"""

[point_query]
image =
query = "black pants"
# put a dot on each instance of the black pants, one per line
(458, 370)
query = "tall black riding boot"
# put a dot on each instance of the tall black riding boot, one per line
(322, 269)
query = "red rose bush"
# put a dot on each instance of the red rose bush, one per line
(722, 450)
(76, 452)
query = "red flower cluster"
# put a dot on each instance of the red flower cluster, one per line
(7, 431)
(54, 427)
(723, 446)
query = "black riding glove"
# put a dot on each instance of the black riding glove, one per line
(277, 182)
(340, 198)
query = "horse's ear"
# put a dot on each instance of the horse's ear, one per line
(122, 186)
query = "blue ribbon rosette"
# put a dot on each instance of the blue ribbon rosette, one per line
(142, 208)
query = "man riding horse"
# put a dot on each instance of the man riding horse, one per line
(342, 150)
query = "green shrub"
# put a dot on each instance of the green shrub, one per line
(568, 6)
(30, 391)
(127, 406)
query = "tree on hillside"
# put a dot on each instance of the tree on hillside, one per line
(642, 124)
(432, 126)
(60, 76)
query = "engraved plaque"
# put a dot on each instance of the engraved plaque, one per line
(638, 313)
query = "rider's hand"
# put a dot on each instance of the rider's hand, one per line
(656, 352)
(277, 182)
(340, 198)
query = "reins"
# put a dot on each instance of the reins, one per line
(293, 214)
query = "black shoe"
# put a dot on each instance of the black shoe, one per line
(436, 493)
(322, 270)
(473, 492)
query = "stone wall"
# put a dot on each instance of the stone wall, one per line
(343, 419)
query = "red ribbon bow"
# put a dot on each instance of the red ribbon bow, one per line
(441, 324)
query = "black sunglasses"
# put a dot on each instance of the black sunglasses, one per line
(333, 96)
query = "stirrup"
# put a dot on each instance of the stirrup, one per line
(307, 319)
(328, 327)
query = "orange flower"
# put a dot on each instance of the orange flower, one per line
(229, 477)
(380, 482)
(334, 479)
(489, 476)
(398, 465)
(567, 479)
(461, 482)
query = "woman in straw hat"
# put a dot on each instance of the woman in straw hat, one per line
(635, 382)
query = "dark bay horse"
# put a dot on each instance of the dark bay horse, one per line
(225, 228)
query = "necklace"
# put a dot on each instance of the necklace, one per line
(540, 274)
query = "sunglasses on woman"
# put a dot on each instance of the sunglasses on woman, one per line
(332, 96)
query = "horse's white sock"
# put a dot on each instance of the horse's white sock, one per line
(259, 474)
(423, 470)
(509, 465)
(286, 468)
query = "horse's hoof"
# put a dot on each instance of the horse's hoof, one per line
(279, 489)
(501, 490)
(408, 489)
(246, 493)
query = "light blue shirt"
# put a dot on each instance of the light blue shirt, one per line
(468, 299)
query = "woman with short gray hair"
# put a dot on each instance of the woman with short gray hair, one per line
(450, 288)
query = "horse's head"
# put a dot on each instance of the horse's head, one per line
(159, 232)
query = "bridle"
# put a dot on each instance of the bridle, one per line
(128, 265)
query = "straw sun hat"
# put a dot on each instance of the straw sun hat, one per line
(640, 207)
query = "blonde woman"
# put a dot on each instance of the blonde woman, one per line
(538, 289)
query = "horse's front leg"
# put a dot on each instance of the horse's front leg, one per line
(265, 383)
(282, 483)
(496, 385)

"""

- _WHAT YOU SHOULD DO_: Print the entire listing above once more, with nothing changed.

- _OUTPUT FOR THIS TASK_:
[point_query]
image =
query = "black pants"
# put a dot on each instance of the black pants, one per line
(458, 370)
query = "tall black riding boot"
# put a dot on each instance of the tall black riding boot, one per line
(322, 269)
query = "red rose bush"
# put a dot on each instance of the red rose bush, one per line
(722, 450)
(76, 452)
query = "red flower cluster"
# put a dot on each instance of the red flower cluster, one per line
(7, 431)
(54, 427)
(723, 446)
query = "black riding glove"
# put a dot on each instance of the black riding glove, one per line
(277, 182)
(340, 198)
query = "horse's ear"
# put a dot on each instance of the horse's ear, one per line
(122, 186)
query = "blue ribbon rosette"
# put a dot on each instance of the blue ribbon rosette, one per line
(142, 208)
query = "man riding horse"
# put a dot on each instance of the man riding horse, one per line
(342, 150)
query = "green shrub"
# put a dot on each instance of the green shrub, one per line
(568, 6)
(30, 391)
(127, 406)
query = "tree on hillside"
# put a dot on each instance of the tree on hillside, one per line
(642, 124)
(432, 126)
(60, 76)
query = "engraved plaque"
# put a dot on each instance of the engraved plaque, one per line
(638, 313)
query = "rider's hand"
# put a dot on each instance of the rider's hand, one per line
(656, 352)
(277, 182)
(340, 198)
query = "reins"
# put a dot on each instance of the reins, one per line
(293, 214)
query = "black shoe"
# put a dot on each instance of the black shoe, one per line
(436, 493)
(322, 270)
(473, 492)
query = "stone wall"
# put a dot on each instance of the stone wall, one per line
(343, 419)
query = "red ribbon bow"
# put a dot on each instance of the red ribbon bow, one per line
(441, 324)
query = "black sunglasses"
# put a dot on each instance of the black sunglasses, one per line
(333, 96)
query = "stirrup"
# put a dot on each instance of the stirrup, one per line
(307, 319)
(328, 327)
query = "orange flower"
# put a dot on each instance of the orange flower, one per line
(229, 477)
(380, 482)
(334, 479)
(489, 476)
(398, 465)
(567, 479)
(461, 482)
query = "woman in straw hat"
# put a dot on each instance of the woman in straw hat, one per line
(635, 382)
query = "dark bay horse"
# put a dot on each instance of the dark bay horse, one per line
(225, 228)
query = "necklace"
# put a dot on each instance of the necklace, one per line
(540, 274)
query = "sunglasses on woman"
# put a dot on each instance of the sunglasses on woman, one per line
(332, 96)
query = "horse's white sock"
# put a dot on each instance of the horse's white sock, one per line
(259, 474)
(423, 470)
(509, 465)
(286, 468)
query = "horse's hoof"
# put a dot on each instance of the horse's hoof, one per line
(279, 489)
(501, 490)
(408, 489)
(246, 493)
query = "light blue shirt"
# put a dot on each instance of the light blue shirt, one per line
(468, 299)
query = "woman with short gray hair"
# put a dot on each instance of the woman with short gray hair, one per line
(450, 288)
query = "horse's head"
# put a dot on each instance of the horse's head, one per line
(159, 232)
query = "bridle"
# put a dot on each instance of the bridle, one per line
(128, 265)
query = "straw sun hat"
# put a dot on each instance of the straw sun hat, one per line
(640, 207)
query = "blonde woman"
# put a dot on each instance of the blonde woman, one per line
(538, 289)
query = "horse's front leg"
# put a dot on each instance of the horse's front leg, one per line
(265, 383)
(282, 483)
(496, 385)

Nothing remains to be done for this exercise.